## [Required tasks]
• a. Translate this sentence from the pandas notebook into Spanish: "I don't think I need to reset the index because there is not an index column in the csv, so pd will add one upon reading."
• b. Please quote the pandas notebook from "### Import Python" to "index_col = False)".
----- Text block
### Import Python packages and read csv in to Pandas dataframe

In [None]:
import pandas as pd
import numpy as np
from matplotlib import pyplot as plt
import seaborn as sns

df = pd.read_csv('../original_data/okcupid/okcupid_profiles.csv')
#df = pd.read_csv('../original_data/okcupid/okcupid_profiles.csv', index_col = False)

# Do not do this one (index_col =0). It removes age, etc.
# I don't remember the details. Just don't use it in this context
#df = pd.read_csv('../original_data/okcupid/okcupid_profiles.csv', index_col = 0)

### On the index / wanting an id column


###### Initially (days ago):
I don't think I need to reset the index because there is not an index column in the csv, so pd will add one upon reading.

###### 10/1/21 2:45pm ish, 4:06pm 
I left off messing around with index of the df. I noticed the df doesn't have an "id" column, which might be nice for groupby so i was trying to make one

I think the index exists regardless of whether there is a literal column in the dataframe for the index?
----------
----- Dataset excerpt
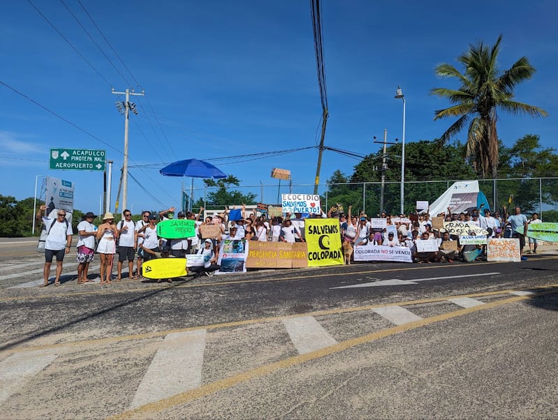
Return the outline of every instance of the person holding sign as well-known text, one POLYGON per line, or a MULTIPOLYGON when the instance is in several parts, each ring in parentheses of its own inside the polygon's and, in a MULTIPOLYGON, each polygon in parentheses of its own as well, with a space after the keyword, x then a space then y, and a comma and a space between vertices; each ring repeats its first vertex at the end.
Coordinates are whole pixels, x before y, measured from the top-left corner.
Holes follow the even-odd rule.
POLYGON ((521 209, 515 206, 515 213, 508 216, 508 222, 511 225, 511 237, 519 239, 519 253, 522 261, 527 261, 527 257, 523 256, 523 247, 525 246, 525 235, 527 233, 527 218, 521 214, 521 209), (518 230, 522 230, 521 233, 518 230))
----------
## [Results in order]
• a. No creo que necesite restablecer el índice porque no hay una columna de índice en el csv, así que pd agregará una al leerlo.

• b.
### Import Python packages and read csv in to Pandas dataframe

In [None]:
import pandas as pd
import numpy as np
from matplotlib import pyplot as plt
import seaborn as sns

df = pd.read_csv('../original_data/okcupid/okcupid_profiles.csv')
#df = pd.read_csv('../original_data/okcupid/okcupid_profiles.csv', index_col = False)